* **Exercise task**
State how many of the lines below contain the word "seagull". Reply with the number alone.
_____
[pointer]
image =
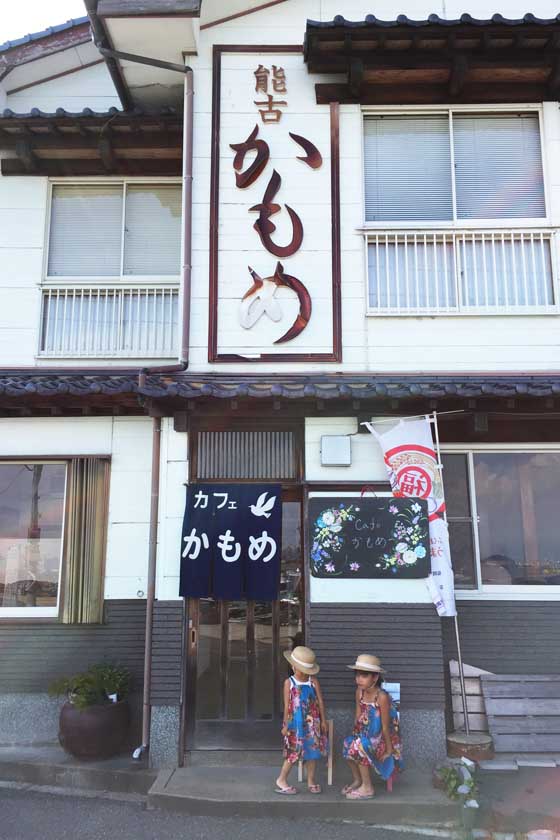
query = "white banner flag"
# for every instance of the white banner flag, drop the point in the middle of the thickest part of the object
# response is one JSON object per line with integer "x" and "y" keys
{"x": 413, "y": 469}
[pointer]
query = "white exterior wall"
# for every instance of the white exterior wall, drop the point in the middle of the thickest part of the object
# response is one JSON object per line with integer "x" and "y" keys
{"x": 370, "y": 344}
{"x": 128, "y": 441}
{"x": 91, "y": 87}
{"x": 23, "y": 214}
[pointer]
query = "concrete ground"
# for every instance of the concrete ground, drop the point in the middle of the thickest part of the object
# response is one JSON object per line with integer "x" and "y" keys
{"x": 523, "y": 800}
{"x": 27, "y": 815}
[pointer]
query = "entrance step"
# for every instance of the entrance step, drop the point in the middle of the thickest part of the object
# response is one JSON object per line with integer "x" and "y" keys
{"x": 229, "y": 791}
{"x": 52, "y": 767}
{"x": 233, "y": 758}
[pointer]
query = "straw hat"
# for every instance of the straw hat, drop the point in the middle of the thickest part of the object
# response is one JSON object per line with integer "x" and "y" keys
{"x": 303, "y": 659}
{"x": 365, "y": 662}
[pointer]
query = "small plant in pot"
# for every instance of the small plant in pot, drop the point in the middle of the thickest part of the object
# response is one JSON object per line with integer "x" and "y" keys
{"x": 94, "y": 720}
{"x": 460, "y": 784}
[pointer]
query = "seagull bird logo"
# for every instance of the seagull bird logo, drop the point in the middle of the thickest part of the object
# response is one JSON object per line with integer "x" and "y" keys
_____
* **Output of the exercise**
2